**WORK TO DO:**
(a) Name every person or character mentioned in the film synopsis.
(b) According to the film synopsis, during which period was Lavoe pulled by stardom to the United States?
(c) Output the film synopsis text between "When Lavoe meets" and "hard to achieve.", inclusive, with no changes.

**SOURCE PASSAGE:**
****************************************

It has been said that Hector Lavoe was to salsa what Frank Sinatra was to pop music. Pioneering a sound that blended Puerto Rican and American influences, Lavoe’s humble beginnings as a teen aged singer in Puerto Rico to his days as a Latin idol living in New York City are chronicled in this soulful film combining vibrant, sizzling musical numbers with heart-wrenching drama. Chart-topping pop star Marc Anthony gives a dazzling performance as Lavoe, pulled by stardom to the United States in the early 1960s, quickly capturing the praise and attention of local musicians and New York audiences.

When Lavoe meets Puchi (Jennifer Lopez) – a tough-talking beauty who becomes both Hector’s muse and his true love – she gives him the confidence to dive head first into the music business. Recording albums, selling-out shows and producing hit after hit, Lavoe gets bitten hard by the fame bug, succumbing to a serious drug and alcohol addiction brought on by the endless tragedy that has shrouded his life for years – an addiction dead set on destroying everything he has worked so hard to achieve.

****************************************

**LISTED RECORDS:**
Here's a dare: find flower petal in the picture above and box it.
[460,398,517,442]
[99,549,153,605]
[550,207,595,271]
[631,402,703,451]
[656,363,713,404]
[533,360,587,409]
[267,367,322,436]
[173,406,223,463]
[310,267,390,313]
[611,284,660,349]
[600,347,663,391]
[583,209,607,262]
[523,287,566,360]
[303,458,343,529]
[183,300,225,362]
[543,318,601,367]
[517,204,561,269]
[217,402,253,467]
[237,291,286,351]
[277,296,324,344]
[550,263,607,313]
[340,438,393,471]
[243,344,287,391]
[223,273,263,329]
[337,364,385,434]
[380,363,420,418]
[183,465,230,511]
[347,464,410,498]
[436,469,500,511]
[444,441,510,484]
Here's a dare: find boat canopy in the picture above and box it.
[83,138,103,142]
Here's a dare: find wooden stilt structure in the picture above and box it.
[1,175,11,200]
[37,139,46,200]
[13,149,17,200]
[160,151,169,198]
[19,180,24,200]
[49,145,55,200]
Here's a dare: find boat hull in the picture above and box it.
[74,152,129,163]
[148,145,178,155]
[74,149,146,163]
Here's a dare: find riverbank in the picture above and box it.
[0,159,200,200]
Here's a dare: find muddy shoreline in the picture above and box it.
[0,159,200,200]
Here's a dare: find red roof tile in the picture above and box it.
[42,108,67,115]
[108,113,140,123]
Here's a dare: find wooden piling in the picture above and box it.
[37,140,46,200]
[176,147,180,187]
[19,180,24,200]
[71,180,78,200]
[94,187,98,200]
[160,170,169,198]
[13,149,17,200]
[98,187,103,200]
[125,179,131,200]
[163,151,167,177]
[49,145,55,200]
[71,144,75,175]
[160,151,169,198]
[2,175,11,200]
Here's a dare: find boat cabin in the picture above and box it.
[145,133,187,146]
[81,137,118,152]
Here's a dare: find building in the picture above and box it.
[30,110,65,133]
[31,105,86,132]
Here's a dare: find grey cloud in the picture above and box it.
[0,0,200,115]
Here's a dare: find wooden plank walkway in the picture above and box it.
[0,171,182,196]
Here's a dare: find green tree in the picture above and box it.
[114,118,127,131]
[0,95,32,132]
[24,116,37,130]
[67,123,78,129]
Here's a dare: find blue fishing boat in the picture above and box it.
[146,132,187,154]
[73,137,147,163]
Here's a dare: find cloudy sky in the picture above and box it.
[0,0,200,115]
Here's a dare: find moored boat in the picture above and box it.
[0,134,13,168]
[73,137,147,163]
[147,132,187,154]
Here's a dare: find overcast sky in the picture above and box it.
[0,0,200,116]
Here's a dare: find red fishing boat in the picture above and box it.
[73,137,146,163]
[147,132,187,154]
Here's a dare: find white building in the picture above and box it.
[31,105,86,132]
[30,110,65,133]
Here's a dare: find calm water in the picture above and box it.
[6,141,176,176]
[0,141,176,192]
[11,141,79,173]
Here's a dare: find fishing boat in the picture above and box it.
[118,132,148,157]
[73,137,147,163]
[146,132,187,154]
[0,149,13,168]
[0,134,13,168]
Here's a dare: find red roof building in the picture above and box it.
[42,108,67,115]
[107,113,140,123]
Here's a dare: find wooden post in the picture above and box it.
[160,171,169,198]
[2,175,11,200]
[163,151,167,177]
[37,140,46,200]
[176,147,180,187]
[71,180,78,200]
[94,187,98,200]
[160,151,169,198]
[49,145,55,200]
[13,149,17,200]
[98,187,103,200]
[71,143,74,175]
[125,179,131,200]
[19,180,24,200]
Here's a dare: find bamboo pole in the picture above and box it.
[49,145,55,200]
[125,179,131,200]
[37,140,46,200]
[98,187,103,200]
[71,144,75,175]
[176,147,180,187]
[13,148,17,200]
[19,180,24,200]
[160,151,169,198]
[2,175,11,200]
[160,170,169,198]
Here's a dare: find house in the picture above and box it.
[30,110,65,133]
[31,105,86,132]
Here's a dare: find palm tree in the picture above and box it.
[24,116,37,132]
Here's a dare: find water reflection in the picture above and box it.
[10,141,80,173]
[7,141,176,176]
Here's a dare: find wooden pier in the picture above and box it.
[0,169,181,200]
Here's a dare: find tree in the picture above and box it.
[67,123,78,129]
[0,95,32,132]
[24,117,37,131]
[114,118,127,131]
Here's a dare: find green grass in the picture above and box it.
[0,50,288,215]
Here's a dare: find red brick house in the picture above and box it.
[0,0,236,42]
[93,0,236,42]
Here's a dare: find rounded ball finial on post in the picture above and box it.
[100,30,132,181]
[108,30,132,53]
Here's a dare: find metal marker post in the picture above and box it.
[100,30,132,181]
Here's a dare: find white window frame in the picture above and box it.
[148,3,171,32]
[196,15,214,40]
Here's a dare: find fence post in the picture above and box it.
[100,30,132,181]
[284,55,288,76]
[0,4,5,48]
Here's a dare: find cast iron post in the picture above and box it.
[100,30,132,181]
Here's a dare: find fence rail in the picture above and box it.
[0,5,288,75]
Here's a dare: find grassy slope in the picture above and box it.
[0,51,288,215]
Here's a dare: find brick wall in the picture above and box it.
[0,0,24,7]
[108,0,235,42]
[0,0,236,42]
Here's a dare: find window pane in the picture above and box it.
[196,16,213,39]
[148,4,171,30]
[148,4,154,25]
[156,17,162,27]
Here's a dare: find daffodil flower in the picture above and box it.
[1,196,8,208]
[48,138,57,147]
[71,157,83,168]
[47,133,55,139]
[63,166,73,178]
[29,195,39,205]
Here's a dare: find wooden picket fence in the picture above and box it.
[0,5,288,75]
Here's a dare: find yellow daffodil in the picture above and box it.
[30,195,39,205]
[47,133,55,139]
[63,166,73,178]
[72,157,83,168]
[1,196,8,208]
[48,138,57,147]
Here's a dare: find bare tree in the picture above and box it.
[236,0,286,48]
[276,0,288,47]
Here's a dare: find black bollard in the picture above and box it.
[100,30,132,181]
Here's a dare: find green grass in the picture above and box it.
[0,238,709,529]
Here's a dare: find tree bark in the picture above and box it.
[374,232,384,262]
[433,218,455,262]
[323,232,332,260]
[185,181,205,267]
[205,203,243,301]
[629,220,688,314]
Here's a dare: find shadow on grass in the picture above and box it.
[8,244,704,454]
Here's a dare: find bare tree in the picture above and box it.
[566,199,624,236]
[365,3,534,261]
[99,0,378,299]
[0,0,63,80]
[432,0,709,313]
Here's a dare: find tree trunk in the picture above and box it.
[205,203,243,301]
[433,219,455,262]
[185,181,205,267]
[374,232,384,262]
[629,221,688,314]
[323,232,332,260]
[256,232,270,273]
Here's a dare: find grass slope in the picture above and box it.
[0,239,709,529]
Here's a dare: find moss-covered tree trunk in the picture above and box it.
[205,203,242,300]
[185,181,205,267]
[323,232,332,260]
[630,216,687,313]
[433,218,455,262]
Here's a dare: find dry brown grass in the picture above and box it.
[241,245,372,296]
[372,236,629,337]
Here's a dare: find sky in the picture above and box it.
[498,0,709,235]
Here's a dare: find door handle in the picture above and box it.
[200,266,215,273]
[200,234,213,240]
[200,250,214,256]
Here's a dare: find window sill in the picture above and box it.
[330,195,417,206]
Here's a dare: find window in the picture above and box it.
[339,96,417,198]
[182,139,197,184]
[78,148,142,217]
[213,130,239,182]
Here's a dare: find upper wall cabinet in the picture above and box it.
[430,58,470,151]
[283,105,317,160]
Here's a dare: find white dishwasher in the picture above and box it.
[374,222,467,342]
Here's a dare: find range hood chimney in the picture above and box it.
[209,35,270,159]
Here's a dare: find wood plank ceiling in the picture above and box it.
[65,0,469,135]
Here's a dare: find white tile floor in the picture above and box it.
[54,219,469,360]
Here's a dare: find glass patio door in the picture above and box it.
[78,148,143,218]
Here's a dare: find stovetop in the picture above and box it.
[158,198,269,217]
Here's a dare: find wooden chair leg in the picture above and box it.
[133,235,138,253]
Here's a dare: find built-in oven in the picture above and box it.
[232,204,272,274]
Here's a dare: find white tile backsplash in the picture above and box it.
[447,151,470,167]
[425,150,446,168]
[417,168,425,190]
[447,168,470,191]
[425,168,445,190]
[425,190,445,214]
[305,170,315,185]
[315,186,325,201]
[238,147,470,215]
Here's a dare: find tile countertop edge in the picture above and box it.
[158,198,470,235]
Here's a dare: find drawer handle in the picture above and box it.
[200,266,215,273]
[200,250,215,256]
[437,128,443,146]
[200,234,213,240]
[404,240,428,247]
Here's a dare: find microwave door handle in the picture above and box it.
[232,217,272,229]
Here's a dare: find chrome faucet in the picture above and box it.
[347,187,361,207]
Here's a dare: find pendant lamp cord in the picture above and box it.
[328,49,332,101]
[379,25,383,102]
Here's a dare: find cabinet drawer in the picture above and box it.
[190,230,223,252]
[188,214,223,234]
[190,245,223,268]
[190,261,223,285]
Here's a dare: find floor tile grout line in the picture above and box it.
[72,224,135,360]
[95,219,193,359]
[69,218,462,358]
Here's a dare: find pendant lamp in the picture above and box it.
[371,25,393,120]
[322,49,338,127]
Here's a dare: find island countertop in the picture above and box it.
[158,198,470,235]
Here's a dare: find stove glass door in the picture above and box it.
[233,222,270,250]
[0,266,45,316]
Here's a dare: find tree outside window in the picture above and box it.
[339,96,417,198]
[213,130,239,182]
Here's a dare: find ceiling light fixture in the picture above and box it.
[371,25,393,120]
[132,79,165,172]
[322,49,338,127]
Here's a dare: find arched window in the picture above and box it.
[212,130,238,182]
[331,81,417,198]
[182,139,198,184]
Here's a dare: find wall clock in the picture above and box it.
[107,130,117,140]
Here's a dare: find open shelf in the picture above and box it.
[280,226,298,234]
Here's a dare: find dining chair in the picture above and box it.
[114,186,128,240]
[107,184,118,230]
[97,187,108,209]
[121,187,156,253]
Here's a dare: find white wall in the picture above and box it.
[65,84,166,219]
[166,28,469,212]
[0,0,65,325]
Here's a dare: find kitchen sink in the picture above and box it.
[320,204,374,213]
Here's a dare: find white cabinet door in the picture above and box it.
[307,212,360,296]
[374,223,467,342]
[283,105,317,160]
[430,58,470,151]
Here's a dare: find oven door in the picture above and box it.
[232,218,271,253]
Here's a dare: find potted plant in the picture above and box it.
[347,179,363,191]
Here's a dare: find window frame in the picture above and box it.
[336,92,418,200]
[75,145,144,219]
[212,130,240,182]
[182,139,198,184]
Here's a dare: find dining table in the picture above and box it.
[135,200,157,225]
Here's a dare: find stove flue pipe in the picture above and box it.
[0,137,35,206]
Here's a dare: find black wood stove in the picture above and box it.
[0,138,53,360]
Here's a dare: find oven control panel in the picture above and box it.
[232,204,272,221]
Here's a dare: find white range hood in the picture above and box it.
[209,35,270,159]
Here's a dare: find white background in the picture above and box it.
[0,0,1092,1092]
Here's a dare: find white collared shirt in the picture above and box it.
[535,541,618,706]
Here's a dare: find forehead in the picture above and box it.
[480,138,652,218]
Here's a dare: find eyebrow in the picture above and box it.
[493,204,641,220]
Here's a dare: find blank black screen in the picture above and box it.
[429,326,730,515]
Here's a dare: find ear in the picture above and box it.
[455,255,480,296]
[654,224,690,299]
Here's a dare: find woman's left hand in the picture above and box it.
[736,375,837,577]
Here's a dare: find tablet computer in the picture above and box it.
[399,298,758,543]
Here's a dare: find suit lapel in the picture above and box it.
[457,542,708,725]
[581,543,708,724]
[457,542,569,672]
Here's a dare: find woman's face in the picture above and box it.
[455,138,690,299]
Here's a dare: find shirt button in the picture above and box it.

****************************************

**COMPLETE ANSWERS:**
(a) Hector Lavoe, Frank Sinatra, Marc Anthony, Puchi, Jennifer Lopez

(b) The early 1960s.

(c)
When Lavoe meets Puchi (Jennifer Lopez) – a tough-talking beauty who becomes both Hector’s muse and his true love – she gives him the confidence to dive head first into the music business. Recording albums, selling-out shows and producing hit after hit, Lavoe gets bitten hard by the fame bug, succumbing to a serious drug and alcohol addiction brought on by the endless tragedy that has shrouded his life for years – an addiction dead set on destroying everything he has worked so hard to achieve.